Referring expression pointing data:

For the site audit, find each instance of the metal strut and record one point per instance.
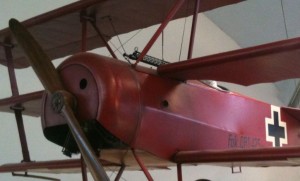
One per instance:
(16, 108)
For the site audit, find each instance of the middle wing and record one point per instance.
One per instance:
(260, 64)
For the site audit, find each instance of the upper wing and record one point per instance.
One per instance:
(59, 31)
(264, 63)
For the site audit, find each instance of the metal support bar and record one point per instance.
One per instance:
(144, 169)
(122, 168)
(20, 124)
(11, 70)
(92, 20)
(34, 176)
(193, 30)
(179, 172)
(169, 17)
(17, 108)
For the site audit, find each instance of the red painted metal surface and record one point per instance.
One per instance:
(164, 116)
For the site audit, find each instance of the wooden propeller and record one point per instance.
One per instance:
(50, 79)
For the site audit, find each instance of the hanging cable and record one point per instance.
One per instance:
(115, 32)
(284, 20)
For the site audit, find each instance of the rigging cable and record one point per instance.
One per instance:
(115, 32)
(284, 20)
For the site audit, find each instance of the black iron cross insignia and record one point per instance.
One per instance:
(276, 131)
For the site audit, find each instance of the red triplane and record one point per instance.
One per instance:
(118, 113)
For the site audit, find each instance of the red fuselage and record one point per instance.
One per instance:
(163, 116)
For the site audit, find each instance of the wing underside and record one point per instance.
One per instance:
(59, 31)
(31, 103)
(260, 64)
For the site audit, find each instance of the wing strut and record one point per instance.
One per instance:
(17, 108)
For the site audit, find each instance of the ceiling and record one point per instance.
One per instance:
(255, 22)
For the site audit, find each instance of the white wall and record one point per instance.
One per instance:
(210, 39)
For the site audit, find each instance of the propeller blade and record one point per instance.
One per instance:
(39, 61)
(51, 81)
(260, 64)
(86, 150)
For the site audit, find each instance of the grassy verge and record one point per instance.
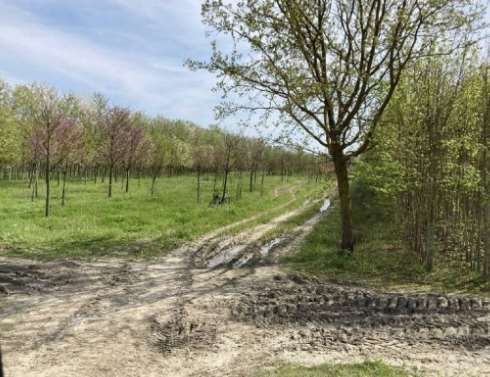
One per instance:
(366, 369)
(134, 224)
(380, 258)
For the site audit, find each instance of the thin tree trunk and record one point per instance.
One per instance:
(262, 183)
(109, 194)
(199, 184)
(47, 179)
(127, 179)
(63, 189)
(347, 242)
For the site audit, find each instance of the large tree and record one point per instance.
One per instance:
(327, 67)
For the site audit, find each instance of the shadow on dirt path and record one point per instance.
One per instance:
(220, 307)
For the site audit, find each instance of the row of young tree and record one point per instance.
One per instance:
(432, 161)
(44, 134)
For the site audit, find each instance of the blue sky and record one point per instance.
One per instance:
(131, 51)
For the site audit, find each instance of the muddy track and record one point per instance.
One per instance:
(223, 303)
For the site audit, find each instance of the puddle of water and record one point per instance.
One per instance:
(225, 256)
(266, 249)
(243, 261)
(326, 205)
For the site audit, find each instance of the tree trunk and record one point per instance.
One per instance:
(199, 184)
(251, 182)
(340, 163)
(127, 179)
(109, 194)
(262, 183)
(63, 189)
(48, 167)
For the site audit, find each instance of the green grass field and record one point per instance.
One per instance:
(366, 369)
(380, 258)
(130, 224)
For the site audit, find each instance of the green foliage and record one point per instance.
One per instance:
(134, 224)
(381, 258)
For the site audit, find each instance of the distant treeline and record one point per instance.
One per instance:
(45, 135)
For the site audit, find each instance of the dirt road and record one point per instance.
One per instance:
(222, 307)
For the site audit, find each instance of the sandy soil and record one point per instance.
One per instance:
(222, 307)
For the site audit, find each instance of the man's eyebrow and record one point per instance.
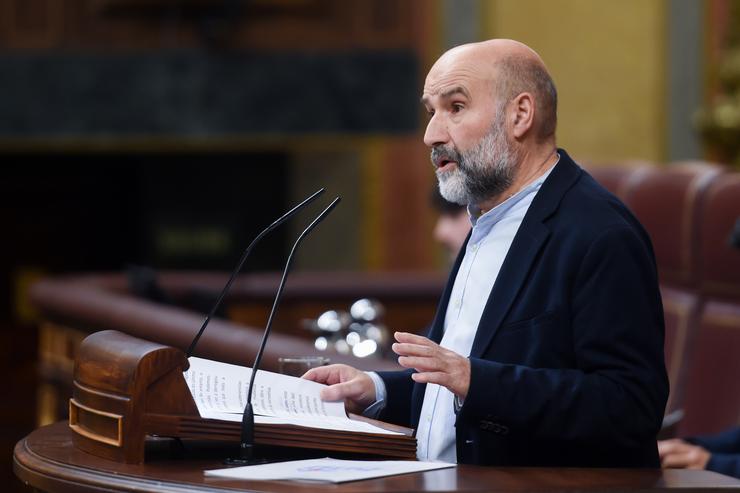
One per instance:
(448, 94)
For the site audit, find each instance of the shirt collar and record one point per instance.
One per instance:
(494, 215)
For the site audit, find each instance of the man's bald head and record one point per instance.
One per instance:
(513, 68)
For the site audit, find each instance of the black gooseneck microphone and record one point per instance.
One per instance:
(239, 266)
(246, 447)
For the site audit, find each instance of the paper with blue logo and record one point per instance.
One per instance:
(326, 470)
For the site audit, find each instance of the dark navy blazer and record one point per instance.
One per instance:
(567, 363)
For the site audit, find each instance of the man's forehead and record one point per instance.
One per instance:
(466, 81)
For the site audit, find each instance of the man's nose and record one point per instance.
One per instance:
(436, 132)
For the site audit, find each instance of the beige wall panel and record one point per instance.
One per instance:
(608, 61)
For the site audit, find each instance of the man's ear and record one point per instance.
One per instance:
(523, 114)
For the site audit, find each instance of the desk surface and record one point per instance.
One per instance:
(47, 461)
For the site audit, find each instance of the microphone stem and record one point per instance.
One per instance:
(243, 259)
(247, 433)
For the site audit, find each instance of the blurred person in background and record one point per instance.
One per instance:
(452, 226)
(719, 453)
(547, 349)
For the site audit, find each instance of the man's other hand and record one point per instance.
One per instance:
(353, 386)
(676, 453)
(433, 363)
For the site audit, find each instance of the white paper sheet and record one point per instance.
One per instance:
(326, 470)
(220, 389)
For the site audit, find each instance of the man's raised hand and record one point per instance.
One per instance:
(433, 363)
(353, 386)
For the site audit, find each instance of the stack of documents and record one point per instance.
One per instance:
(288, 411)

* _ASSIGNMENT_
Look over the records above, and wherever a line contains the string "microphone", copy that line.

* _RESPONSE TO THIS TASK_
For the site audit, find each instance of the black gooseneck microphone and record one point per instance.
For the site audit, find each instance of the microphone stem and record one point per instance.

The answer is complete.